### WHAT YOU ARE ASKED TO DO
In full and without change, transcribe the records below.
*** MATERIAL SUPPLIED ***
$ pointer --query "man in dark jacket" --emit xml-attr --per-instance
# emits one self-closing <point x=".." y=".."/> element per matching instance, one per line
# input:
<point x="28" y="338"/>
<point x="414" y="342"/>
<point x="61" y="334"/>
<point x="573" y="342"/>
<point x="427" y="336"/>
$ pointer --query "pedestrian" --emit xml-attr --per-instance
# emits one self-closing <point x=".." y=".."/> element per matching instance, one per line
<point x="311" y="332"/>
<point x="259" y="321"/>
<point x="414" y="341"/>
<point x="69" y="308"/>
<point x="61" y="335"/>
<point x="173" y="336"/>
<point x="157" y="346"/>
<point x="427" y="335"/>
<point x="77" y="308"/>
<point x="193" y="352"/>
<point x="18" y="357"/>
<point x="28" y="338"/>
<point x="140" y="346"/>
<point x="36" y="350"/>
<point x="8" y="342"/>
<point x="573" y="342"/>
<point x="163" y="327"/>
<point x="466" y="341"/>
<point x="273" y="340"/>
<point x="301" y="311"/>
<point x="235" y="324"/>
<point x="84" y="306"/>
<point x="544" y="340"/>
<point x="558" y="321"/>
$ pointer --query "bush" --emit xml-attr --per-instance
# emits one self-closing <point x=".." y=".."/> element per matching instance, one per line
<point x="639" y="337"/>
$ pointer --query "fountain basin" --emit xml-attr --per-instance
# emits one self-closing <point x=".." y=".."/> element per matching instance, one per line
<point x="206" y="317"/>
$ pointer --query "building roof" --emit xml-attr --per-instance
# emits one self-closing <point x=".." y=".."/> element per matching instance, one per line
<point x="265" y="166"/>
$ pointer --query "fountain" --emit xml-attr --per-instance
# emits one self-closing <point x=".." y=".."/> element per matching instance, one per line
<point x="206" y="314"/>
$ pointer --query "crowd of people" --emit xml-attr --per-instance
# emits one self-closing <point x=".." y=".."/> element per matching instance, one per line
***
### SOLUTION TO THIS PROBLEM
$ pointer --query "man in dark jacket" --emit xml-attr --per-instance
# emits one self-closing <point x=".." y=".."/> element per matching instance, one per line
# input:
<point x="28" y="338"/>
<point x="414" y="342"/>
<point x="61" y="334"/>
<point x="573" y="342"/>
<point x="427" y="336"/>
$ pointer --query "pedestrian" --emit xml-attr --per-instance
# emits one self-closing <point x=".." y=".."/> element per matching instance, one per line
<point x="311" y="332"/>
<point x="259" y="321"/>
<point x="414" y="341"/>
<point x="69" y="308"/>
<point x="61" y="335"/>
<point x="173" y="336"/>
<point x="157" y="346"/>
<point x="427" y="335"/>
<point x="77" y="308"/>
<point x="193" y="352"/>
<point x="18" y="357"/>
<point x="28" y="338"/>
<point x="140" y="346"/>
<point x="36" y="350"/>
<point x="8" y="342"/>
<point x="573" y="342"/>
<point x="163" y="327"/>
<point x="466" y="341"/>
<point x="273" y="340"/>
<point x="301" y="311"/>
<point x="235" y="324"/>
<point x="84" y="306"/>
<point x="544" y="340"/>
<point x="558" y="321"/>
$ pointer --query "bush" --emit xml-attr --per-instance
# emits one self-closing <point x=".." y=".."/> element per matching instance, one per line
<point x="639" y="337"/>
$ pointer --query "fountain basin" --emit xml-attr --per-instance
# emits one self-closing <point x=".." y=".."/> element per matching instance, one per line
<point x="206" y="317"/>
$ pointer --query "building roof" --emit xml-attr --per-instance
# emits one self-closing <point x=".." y=".."/> element per matching instance, one per line
<point x="265" y="166"/>
$ pointer --query "fountain" --emit xml-attr --per-instance
# emits one self-closing <point x=".." y=".."/> element per matching instance, one per line
<point x="206" y="314"/>
$ pointer --query "crowd of people" --emit xml-attr --per-instance
# emits one self-closing <point x=".." y=".."/> element per matching instance, one per line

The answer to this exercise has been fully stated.